• Task directions:
Wherever a line in the data holds the word "slab", pull that line out.

• Data extract:
•••

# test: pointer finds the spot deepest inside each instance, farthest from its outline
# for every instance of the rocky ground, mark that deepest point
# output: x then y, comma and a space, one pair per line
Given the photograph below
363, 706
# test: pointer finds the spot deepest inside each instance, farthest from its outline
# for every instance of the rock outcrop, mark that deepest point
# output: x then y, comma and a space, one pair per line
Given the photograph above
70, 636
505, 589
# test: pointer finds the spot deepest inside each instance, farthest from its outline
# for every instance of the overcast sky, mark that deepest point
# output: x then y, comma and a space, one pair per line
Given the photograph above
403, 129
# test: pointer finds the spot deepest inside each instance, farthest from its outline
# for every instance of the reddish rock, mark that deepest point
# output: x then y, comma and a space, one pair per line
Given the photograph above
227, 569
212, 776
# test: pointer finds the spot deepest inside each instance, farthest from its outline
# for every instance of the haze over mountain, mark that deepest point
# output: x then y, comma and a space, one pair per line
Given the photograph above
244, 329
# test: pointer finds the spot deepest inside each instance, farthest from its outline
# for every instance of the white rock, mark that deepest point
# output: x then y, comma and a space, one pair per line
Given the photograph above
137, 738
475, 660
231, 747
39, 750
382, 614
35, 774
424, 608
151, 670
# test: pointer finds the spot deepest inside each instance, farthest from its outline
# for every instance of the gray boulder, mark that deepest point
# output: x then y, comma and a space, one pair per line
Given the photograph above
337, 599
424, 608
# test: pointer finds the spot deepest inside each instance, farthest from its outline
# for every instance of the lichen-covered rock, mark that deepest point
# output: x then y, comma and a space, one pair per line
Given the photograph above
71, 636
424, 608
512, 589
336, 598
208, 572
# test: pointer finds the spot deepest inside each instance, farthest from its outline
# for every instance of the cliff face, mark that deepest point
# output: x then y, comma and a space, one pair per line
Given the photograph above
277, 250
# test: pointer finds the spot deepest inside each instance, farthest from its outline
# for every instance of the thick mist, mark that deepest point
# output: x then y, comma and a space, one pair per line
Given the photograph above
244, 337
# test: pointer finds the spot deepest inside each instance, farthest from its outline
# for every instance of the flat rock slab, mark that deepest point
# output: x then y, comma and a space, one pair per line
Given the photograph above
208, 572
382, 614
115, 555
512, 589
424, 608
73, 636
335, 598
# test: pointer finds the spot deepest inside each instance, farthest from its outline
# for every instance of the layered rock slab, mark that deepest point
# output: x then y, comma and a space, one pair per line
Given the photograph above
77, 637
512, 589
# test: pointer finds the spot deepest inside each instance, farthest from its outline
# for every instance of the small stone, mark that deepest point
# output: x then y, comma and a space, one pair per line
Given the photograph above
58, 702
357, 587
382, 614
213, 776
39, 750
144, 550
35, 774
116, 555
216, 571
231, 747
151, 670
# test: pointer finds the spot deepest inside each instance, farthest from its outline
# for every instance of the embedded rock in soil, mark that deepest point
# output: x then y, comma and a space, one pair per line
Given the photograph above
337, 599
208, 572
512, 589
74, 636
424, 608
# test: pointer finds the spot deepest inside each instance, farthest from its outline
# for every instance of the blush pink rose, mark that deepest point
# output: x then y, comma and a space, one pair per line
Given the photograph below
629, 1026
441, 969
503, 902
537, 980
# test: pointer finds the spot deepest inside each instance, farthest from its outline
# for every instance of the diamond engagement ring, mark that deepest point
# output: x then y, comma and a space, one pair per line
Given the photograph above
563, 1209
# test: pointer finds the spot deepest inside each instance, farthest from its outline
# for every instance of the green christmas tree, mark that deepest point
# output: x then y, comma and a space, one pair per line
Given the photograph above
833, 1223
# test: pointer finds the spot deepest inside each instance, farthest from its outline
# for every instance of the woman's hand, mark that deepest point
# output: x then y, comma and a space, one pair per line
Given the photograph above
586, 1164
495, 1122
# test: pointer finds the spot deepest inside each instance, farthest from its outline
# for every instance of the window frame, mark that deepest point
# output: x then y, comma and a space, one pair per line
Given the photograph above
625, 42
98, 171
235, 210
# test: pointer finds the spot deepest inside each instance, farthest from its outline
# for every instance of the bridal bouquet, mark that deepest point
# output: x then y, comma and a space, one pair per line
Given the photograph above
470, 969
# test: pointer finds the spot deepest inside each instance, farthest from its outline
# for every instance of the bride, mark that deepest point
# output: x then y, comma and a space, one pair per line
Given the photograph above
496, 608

•••

• The completed task:
# for every instance of the flat rock slab, mark that deepest point
# for every instance of the layered rock slab, mark that deepest point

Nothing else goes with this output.